» **SHORT PROBLEM**:
Report every line in the items below that contains the word "building", copying each such line in full.
:: RECORDS SUPPLIED ::
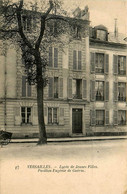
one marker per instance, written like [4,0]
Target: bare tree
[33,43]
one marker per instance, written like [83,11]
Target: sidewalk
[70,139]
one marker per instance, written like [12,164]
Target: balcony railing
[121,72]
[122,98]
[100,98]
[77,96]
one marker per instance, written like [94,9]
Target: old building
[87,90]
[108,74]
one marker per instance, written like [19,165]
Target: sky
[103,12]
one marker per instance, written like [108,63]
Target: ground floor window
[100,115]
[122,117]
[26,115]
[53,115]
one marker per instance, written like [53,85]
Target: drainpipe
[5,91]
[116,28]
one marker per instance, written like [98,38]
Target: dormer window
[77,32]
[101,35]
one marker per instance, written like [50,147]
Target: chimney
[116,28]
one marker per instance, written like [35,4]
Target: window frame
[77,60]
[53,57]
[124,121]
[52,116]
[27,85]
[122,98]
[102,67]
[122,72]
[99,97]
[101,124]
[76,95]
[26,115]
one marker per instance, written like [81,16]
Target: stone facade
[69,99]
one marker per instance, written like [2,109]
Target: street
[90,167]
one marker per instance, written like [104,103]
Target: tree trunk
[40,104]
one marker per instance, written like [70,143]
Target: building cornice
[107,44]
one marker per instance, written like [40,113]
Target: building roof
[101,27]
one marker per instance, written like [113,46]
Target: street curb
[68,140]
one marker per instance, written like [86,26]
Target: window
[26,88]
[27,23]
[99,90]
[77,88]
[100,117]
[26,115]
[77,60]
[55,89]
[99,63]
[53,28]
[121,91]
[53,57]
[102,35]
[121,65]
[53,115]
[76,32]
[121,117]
:::
:: RECORDS SUPPLIED ::
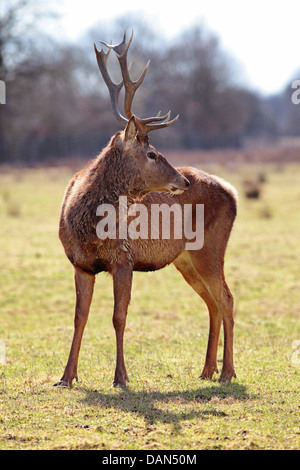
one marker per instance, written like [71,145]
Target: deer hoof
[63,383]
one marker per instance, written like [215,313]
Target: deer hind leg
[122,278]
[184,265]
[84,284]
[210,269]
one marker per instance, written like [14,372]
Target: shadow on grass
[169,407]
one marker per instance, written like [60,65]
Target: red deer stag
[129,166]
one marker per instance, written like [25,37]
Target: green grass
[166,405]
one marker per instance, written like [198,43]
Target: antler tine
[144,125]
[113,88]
:::
» **FINISHED EXERCISE**:
Target: old building
Target: building cornice
Target: building roof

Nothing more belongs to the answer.